§ **PROVIDED TEXT**
▶

Kylo - sample template - Data Ingest - Feed stuck on step 2 "Initialize cleanup Parameters"

547 views
Skip to first unread message

vijayarajan marimuthu

unread,
Apr 12, 2017, 1:44:46 PM4/12/17
to Kylo Community
Hi Kylo community,

 I've installed Kylo on my HDP cluster.
After successful log on , I've imported the sample template "Data Ingest" and created new feed for "user data" as instructed in the demo video.

When i try to run the feed with sample data (userdata2.csv) , the feed is keep running for more than 2 hrs and got stuck in step 2:  with out showing any error .

Here by I've attached the screen shot of the Feed Job steps, Please let me know where to start the troubleshoot ?

◀

§ **DATA SEGMENT**
▶

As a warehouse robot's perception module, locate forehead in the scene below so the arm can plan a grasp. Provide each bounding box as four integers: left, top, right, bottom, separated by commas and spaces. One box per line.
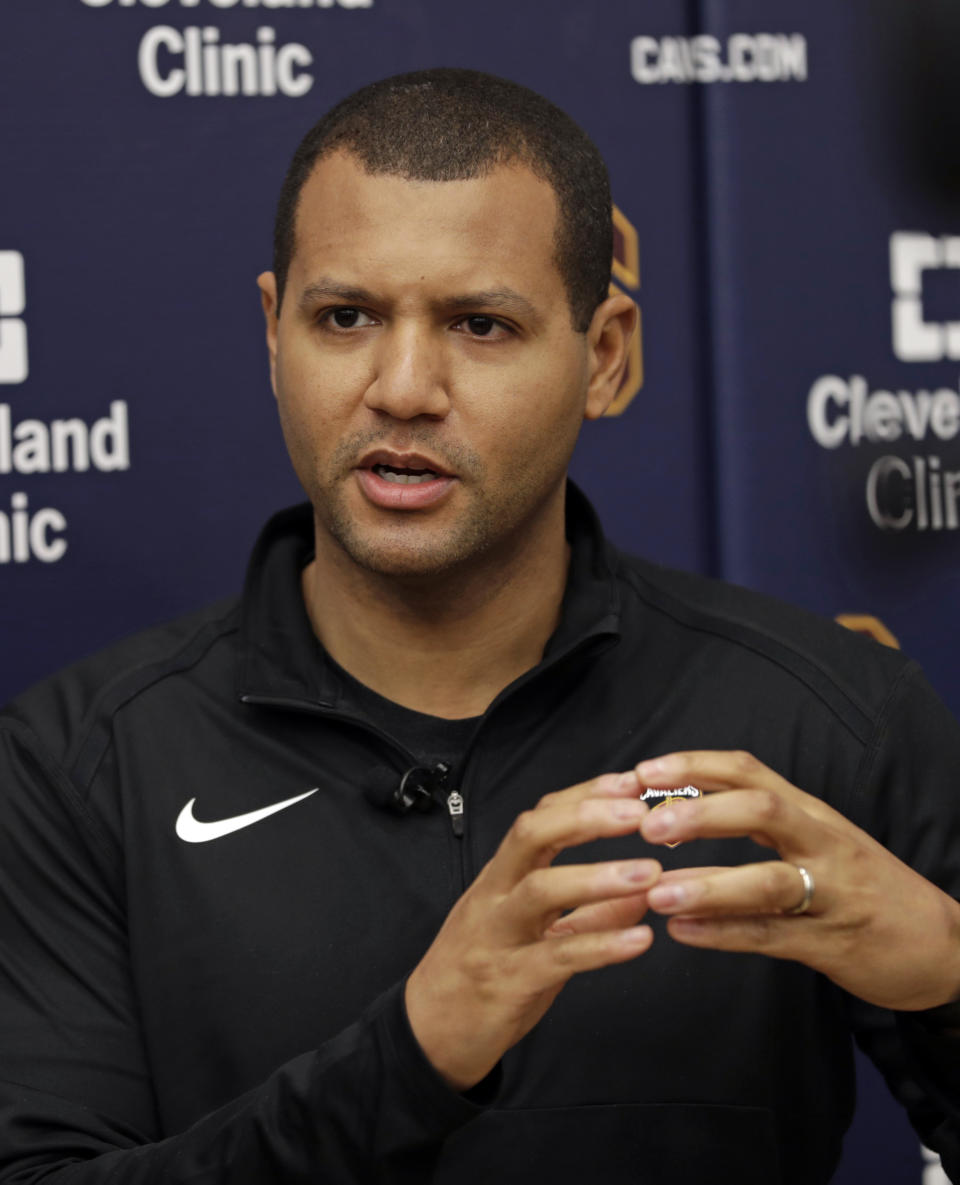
290, 153, 565, 301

◀

§ **LIST OF TASKS**
[a] Answer these from the Kylo forum post, one line each:
(i) On what kind of cluster was Kylo installed?
(ii) Which sample data file was the feed run with?
(iii) At which named step did the feed get stuck?
[b] Carry on writing the Kylo forum post from its last sentence.
The data is separate material from the Kylo forum post.

§ **EXPECTED RESPONSES**
[a]
(i) An HDP cluster.
(ii) userdata2.csv
(iii) Step 2, "Initialize cleanup Parameters".

[b]
Thanks
Vijay





kylo_feed_job_steps.PNG

Matt Hutton

unread,
Apr 12, 2017, 2:05:45 PM4/12/17
to Kylo Community

First check your installation.  When you import the data ingest template, did you check 'import re-usable template' when prompted?  If not, please reimport.   To verify everything is correctly setup, go to NiFi and you should see a process group called 'reusable_templates' with an embedded process group called 'standard-ingest'.   Then verify your feed shows up in the top-level 'webapps' process group and embedded process group called 'userdata'. You should see the output ports wired to the import port of the standard-ingest process group in reusable_templates. 

Also, it looks like the job you attached was a delete operation vs. an ingest.  This would be triggered by selecting 'Delete feed' from the feed's menu. Once you verify your install, please try again.  You can abandon the long running job in the operations manager.

vijayarajan marimuthu

unread,
Apr 14, 2017, 11:49:26 AM4/14/17
to Kylo Community
Thanks Matt.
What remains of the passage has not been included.